__What you will do__
Find each line in the records below that contains the word "order", and copy every such line in full.

__Data provided__
____

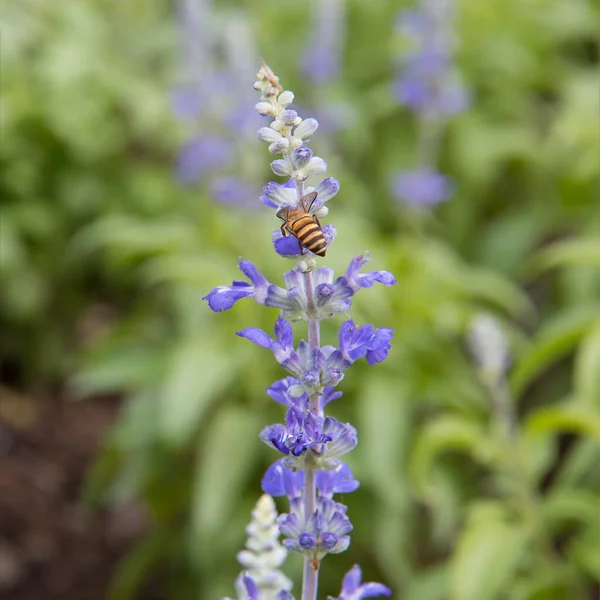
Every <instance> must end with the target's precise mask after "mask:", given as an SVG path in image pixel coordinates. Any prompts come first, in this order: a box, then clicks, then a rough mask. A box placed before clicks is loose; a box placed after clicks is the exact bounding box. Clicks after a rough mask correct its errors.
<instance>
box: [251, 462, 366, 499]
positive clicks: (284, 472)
mask: <svg viewBox="0 0 600 600" xmlns="http://www.w3.org/2000/svg"><path fill="white" fill-rule="evenodd" d="M261 485H262V489H263V492H265V493H266V494H270V495H271V496H287V497H288V499H289V500H290V502H292V501H294V500H295V499H300V498H301V496H302V486H303V485H304V471H300V470H294V469H289V468H288V467H285V466H284V465H283V464H282V461H281V460H277V461H275V462H274V463H273V464H272V465H271V466H270V467H269V468H268V469H267V470H266V472H265V474H264V476H263V478H262V482H261ZM359 485H360V484H359V482H358V481H357V480H356V479H354V476H353V475H352V471H351V470H350V467H349V466H348V465H346V464H344V463H341V464H340V465H339V466H338V467H337V468H336V469H334V470H333V471H318V472H317V489H318V490H319V496H321V497H323V498H329V499H331V498H333V495H334V494H348V493H350V492H353V491H355V490H356V489H358V487H359Z"/></svg>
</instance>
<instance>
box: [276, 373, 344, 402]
mask: <svg viewBox="0 0 600 600" xmlns="http://www.w3.org/2000/svg"><path fill="white" fill-rule="evenodd" d="M299 386H300V381H299V380H298V379H295V378H294V377H285V378H284V379H280V380H279V381H276V382H275V383H274V384H273V385H272V386H271V387H269V388H267V389H266V392H267V394H268V395H269V396H270V397H271V398H273V400H275V402H278V403H279V404H283V406H287V407H289V406H295V407H297V408H299V409H300V410H304V409H305V407H306V402H307V400H308V394H306V392H302V391H301V389H299ZM290 388H292V389H290ZM296 391H300V395H297V394H295V393H294V392H296ZM338 393H339V392H338Z"/></svg>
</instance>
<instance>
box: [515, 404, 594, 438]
mask: <svg viewBox="0 0 600 600" xmlns="http://www.w3.org/2000/svg"><path fill="white" fill-rule="evenodd" d="M525 427H526V429H527V430H528V431H529V432H531V433H534V434H535V433H541V432H548V431H550V432H565V433H576V434H580V435H588V436H590V437H592V438H595V439H596V440H597V441H600V414H598V412H597V411H596V410H595V409H594V408H593V407H590V406H589V405H587V404H584V403H582V402H578V401H570V402H566V403H564V404H561V405H559V406H549V407H544V408H539V409H537V410H536V411H534V412H533V413H531V415H530V416H529V418H528V419H527V421H526V422H525Z"/></svg>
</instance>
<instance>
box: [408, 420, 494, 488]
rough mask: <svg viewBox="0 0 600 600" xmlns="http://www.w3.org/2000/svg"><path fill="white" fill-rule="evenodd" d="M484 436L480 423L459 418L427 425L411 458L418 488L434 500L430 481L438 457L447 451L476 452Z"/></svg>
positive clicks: (412, 478) (412, 471)
mask: <svg viewBox="0 0 600 600" xmlns="http://www.w3.org/2000/svg"><path fill="white" fill-rule="evenodd" d="M484 436H485V432H484V430H483V429H482V428H481V427H480V426H479V425H478V424H477V423H474V422H471V421H467V420H466V419H459V418H457V417H451V416H444V417H440V418H438V419H436V420H434V421H433V422H431V423H428V424H426V425H425V426H424V427H423V429H422V430H421V433H420V434H419V437H418V438H417V440H416V443H415V446H414V448H413V451H412V455H411V462H410V475H411V480H412V481H413V485H414V486H415V488H416V489H417V490H419V492H420V493H421V494H423V495H424V496H426V497H429V498H430V499H431V495H432V489H431V486H430V485H429V484H428V477H429V472H430V469H431V464H432V462H433V461H434V460H435V458H436V456H437V455H438V454H440V453H442V452H446V451H456V450H458V451H463V452H468V453H470V452H473V450H474V448H475V447H476V446H477V445H478V443H479V442H480V441H481V440H482V438H483V437H484Z"/></svg>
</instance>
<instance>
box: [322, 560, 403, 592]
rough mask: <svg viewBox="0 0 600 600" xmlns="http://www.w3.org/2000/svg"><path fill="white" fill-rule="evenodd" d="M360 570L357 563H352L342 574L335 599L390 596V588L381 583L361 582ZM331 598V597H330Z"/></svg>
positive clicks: (360, 570)
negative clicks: (343, 580) (347, 571)
mask: <svg viewBox="0 0 600 600" xmlns="http://www.w3.org/2000/svg"><path fill="white" fill-rule="evenodd" d="M361 580H362V572H361V570H360V567H359V566H358V565H354V566H353V567H352V569H350V571H348V573H346V575H345V576H344V581H343V582H342V591H341V592H340V595H339V596H338V597H337V598H336V599H335V600H362V599H363V598H378V597H379V596H391V595H392V590H390V588H388V587H387V586H385V585H382V584H381V583H363V584H362V585H361V583H360V582H361ZM330 600H333V599H330Z"/></svg>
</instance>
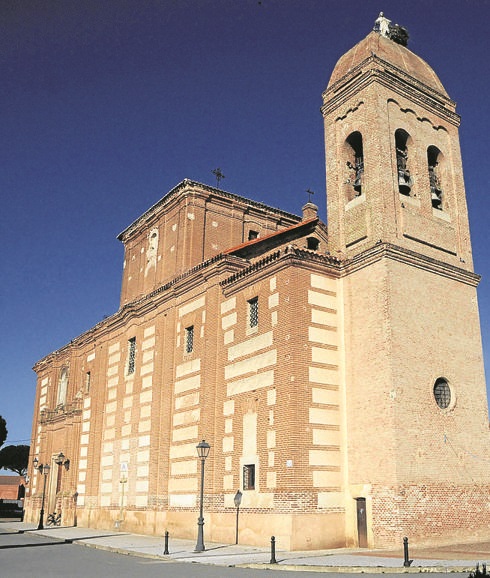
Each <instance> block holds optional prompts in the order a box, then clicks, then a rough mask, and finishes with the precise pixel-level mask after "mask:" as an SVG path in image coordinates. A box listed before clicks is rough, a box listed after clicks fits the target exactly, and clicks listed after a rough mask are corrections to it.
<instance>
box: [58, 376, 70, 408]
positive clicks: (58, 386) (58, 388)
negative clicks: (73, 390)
mask: <svg viewBox="0 0 490 578" xmlns="http://www.w3.org/2000/svg"><path fill="white" fill-rule="evenodd" d="M67 389H68V367H62V368H61V372H60V380H59V383H58V397H57V400H56V405H65V403H66V391H67Z"/></svg>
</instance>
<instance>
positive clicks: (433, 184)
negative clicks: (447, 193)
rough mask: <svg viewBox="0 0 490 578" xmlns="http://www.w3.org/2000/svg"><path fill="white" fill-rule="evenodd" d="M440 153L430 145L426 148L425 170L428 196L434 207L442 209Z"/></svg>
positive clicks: (440, 160) (434, 207) (440, 155)
mask: <svg viewBox="0 0 490 578" xmlns="http://www.w3.org/2000/svg"><path fill="white" fill-rule="evenodd" d="M441 158H442V153H441V151H440V150H439V149H438V148H437V147H435V146H432V145H431V146H430V147H429V148H428V149H427V170H428V171H429V183H430V198H431V202H432V206H433V207H434V209H439V210H440V211H442V200H443V192H442V185H441V179H440V174H439V173H440V169H439V163H440V162H441Z"/></svg>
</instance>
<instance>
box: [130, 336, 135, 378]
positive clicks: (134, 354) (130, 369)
mask: <svg viewBox="0 0 490 578" xmlns="http://www.w3.org/2000/svg"><path fill="white" fill-rule="evenodd" d="M135 357H136V337H132V338H131V339H130V340H129V341H128V375H131V374H132V373H134V367H135Z"/></svg>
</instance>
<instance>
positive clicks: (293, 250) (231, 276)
mask: <svg viewBox="0 0 490 578" xmlns="http://www.w3.org/2000/svg"><path fill="white" fill-rule="evenodd" d="M291 266H299V267H308V269H312V270H316V271H319V272H320V271H323V272H325V269H326V268H328V270H329V272H330V273H331V275H332V276H334V277H338V276H340V270H341V261H340V260H339V259H337V258H336V257H332V256H331V255H322V254H319V253H316V252H315V251H310V250H308V249H298V248H296V247H293V246H291V245H289V246H287V247H286V248H285V249H280V250H278V251H274V252H272V253H269V254H268V255H267V256H265V257H263V258H262V259H259V260H258V261H256V262H255V263H253V264H252V265H250V266H249V267H246V268H245V269H243V270H242V271H239V272H237V273H234V274H233V275H230V276H229V277H227V278H226V279H223V281H221V282H220V286H221V288H222V290H223V293H224V295H225V296H229V295H232V294H233V293H236V292H238V291H240V290H241V289H243V287H245V286H247V285H250V284H251V283H255V282H257V281H259V280H260V279H261V278H263V277H265V276H270V275H274V274H275V273H277V272H278V271H280V270H281V269H284V268H285V267H291Z"/></svg>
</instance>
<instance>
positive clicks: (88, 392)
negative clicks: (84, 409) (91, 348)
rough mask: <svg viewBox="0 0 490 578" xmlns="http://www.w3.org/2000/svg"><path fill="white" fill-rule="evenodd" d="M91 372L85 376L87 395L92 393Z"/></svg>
mask: <svg viewBox="0 0 490 578" xmlns="http://www.w3.org/2000/svg"><path fill="white" fill-rule="evenodd" d="M91 377H92V376H91V375H90V371H87V373H86V374H85V393H89V391H90V381H91Z"/></svg>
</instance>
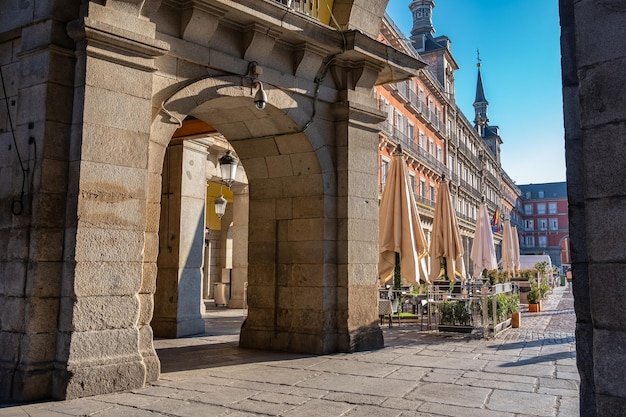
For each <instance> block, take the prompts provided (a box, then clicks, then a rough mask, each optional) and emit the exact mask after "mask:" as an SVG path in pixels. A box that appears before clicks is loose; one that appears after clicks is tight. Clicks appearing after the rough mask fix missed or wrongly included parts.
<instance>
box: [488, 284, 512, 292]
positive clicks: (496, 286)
mask: <svg viewBox="0 0 626 417" xmlns="http://www.w3.org/2000/svg"><path fill="white" fill-rule="evenodd" d="M512 290H513V286H512V285H511V283H510V282H505V283H504V284H496V285H494V286H493V294H500V293H503V292H511V291H512Z"/></svg>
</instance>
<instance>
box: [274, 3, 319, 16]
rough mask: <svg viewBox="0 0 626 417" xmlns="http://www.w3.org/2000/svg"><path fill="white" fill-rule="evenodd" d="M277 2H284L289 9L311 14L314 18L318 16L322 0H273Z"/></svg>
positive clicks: (304, 13) (302, 12) (306, 13)
mask: <svg viewBox="0 0 626 417" xmlns="http://www.w3.org/2000/svg"><path fill="white" fill-rule="evenodd" d="M274 1H276V2H277V3H281V4H284V5H285V6H287V7H289V8H290V9H292V10H294V11H296V12H298V13H302V14H305V15H307V16H311V17H313V18H315V19H319V18H320V7H321V4H322V3H323V2H324V0H274Z"/></svg>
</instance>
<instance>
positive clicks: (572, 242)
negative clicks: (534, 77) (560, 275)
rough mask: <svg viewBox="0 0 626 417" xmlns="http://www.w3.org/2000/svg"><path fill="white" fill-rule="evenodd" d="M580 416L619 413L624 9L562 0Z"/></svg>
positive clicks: (564, 115)
mask: <svg viewBox="0 0 626 417" xmlns="http://www.w3.org/2000/svg"><path fill="white" fill-rule="evenodd" d="M560 17H561V34H562V36H561V51H562V74H563V101H564V116H565V147H566V162H567V183H568V184H567V185H568V200H569V211H570V213H569V218H570V227H569V229H570V238H571V241H570V247H571V253H572V275H573V291H574V300H575V310H576V319H577V324H576V350H577V355H576V357H577V363H578V370H579V373H580V379H581V387H580V415H581V416H596V415H597V416H618V415H622V414H623V410H624V409H625V408H626V389H625V388H624V384H622V383H621V381H622V380H623V376H622V375H621V373H620V372H621V371H620V370H622V369H624V367H625V366H626V353H625V348H624V346H625V343H626V324H625V323H624V320H623V313H624V310H625V308H624V296H625V295H626V286H625V285H624V283H625V282H626V272H625V271H626V252H625V251H624V250H623V245H622V244H621V242H623V241H624V238H626V227H624V222H623V217H624V213H626V186H625V185H624V184H625V183H624V180H623V179H624V176H625V175H626V165H625V164H624V157H625V156H626V70H625V68H626V66H625V65H626V41H625V39H626V25H624V20H625V19H626V4H624V2H621V1H614V0H597V1H594V0H581V1H575V0H561V1H560Z"/></svg>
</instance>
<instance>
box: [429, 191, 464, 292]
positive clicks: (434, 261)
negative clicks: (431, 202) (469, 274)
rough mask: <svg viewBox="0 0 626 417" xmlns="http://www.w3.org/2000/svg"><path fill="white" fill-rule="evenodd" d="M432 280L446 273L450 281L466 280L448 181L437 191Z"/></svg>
mask: <svg viewBox="0 0 626 417" xmlns="http://www.w3.org/2000/svg"><path fill="white" fill-rule="evenodd" d="M429 254H430V280H431V281H434V280H436V279H437V278H439V277H441V276H443V275H445V276H447V279H448V280H449V281H450V282H456V281H457V277H459V278H461V280H462V281H464V280H465V264H464V262H463V245H462V243H461V233H460V231H459V225H458V223H457V221H456V214H455V213H454V209H453V207H452V200H451V198H450V189H449V188H448V183H447V182H445V181H442V182H441V183H440V184H439V190H438V191H437V201H436V202H435V215H434V220H433V231H432V237H431V240H430V250H429Z"/></svg>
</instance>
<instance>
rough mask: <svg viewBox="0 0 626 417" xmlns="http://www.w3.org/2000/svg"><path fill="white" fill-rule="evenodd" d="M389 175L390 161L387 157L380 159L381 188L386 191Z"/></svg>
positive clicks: (380, 180)
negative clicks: (385, 184)
mask: <svg viewBox="0 0 626 417" xmlns="http://www.w3.org/2000/svg"><path fill="white" fill-rule="evenodd" d="M387 174H389V159H387V158H385V157H381V158H380V188H381V189H382V190H384V189H385V182H387Z"/></svg>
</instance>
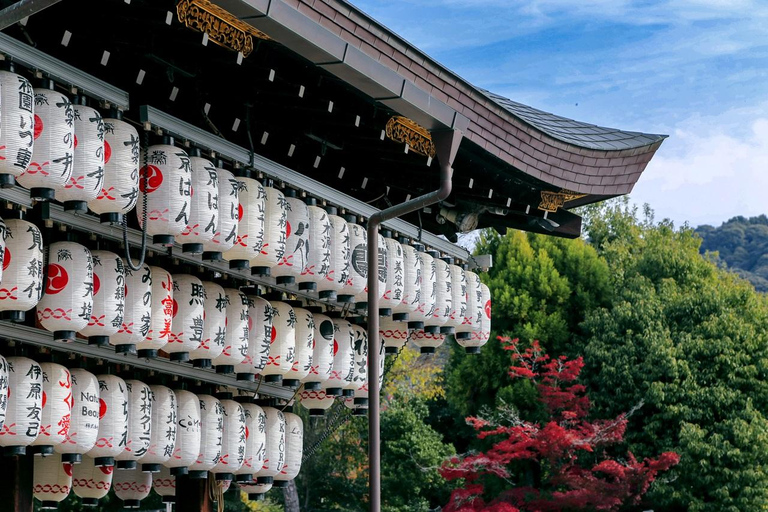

____

__Solution for this task__
Every <instance> must end with the target's precise mask after "mask:", given as an SVG path in image pixel coordinates. Any prompts come first, in this order: a box, then clicks, then a rough mask. A box placed before clicks is loose; a box placed after clicks is the exact bounding box. Clicks after a rough mask correct its errors.
Each <instance> block holds optional prompts in the order a box, then clicks, then a rough mask, and finishes with the precise pixel-level mask after "mask:" as an SVG path in image coordinates. A box listed before clicks is rough, a box listed after clicks fits the target exactly, and clicks listed after a rough mask are corrections to it.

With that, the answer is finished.